═════ Record set ═════

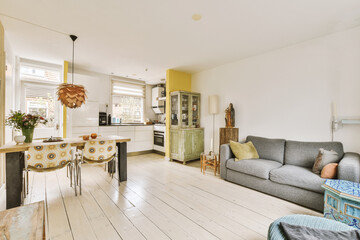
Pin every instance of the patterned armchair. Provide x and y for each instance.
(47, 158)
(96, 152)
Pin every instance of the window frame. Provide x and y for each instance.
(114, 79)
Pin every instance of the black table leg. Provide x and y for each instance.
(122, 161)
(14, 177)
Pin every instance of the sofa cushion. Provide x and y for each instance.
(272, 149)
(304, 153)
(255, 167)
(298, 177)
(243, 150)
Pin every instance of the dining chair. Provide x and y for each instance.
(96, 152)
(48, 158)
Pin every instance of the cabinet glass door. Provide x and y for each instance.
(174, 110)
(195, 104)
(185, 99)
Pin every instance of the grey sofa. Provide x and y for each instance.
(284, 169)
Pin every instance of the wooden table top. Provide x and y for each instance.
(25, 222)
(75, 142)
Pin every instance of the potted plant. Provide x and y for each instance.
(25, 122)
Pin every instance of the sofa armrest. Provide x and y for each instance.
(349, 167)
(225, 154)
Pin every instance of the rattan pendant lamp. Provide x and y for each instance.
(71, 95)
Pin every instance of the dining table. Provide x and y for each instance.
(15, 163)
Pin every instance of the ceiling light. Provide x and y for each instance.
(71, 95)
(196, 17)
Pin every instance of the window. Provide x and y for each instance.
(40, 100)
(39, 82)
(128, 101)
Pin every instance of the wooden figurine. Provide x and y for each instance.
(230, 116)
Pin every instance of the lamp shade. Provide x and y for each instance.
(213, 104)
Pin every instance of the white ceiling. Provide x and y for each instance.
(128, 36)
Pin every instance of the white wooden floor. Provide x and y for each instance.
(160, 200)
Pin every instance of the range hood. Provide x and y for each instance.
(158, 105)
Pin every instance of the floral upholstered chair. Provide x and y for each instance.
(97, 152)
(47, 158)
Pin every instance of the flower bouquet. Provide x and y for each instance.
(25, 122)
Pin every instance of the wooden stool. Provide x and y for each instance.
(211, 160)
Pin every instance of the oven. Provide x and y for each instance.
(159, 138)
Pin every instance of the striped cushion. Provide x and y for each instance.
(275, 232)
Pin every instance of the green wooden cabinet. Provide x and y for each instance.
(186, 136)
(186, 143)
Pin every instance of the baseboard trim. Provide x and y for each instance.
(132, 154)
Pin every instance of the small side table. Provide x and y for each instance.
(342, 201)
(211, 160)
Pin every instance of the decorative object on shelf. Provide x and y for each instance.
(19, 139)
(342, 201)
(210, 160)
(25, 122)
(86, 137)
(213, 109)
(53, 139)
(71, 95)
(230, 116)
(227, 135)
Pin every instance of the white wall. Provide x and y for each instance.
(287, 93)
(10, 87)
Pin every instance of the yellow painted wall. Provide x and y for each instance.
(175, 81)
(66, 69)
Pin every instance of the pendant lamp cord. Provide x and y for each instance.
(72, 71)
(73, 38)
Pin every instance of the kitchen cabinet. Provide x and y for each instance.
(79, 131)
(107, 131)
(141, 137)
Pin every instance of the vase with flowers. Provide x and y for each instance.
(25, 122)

═════

__Stated goal__:
Put the lines of the records above, from the line holding "Pin every instance of the yellow" through the end of the records, inclusive, into a JSON list of strings with one string per line and blank lines omitted.

__Result__:
[
  "Pin every instance of the yellow painted wall. Provide x and y for each instance.",
  "(175, 81)",
  "(66, 69)",
  "Pin every instance of the pendant lamp cord. Provide x and y for each instance.",
  "(72, 71)",
  "(73, 38)",
  "Pin every instance of the kitchen cabinet. Provide x and y for each instance.",
  "(79, 131)",
  "(107, 131)",
  "(141, 137)",
  "Pin every instance of the vase with flowers. Provide x and y for each instance.",
  "(25, 122)"
]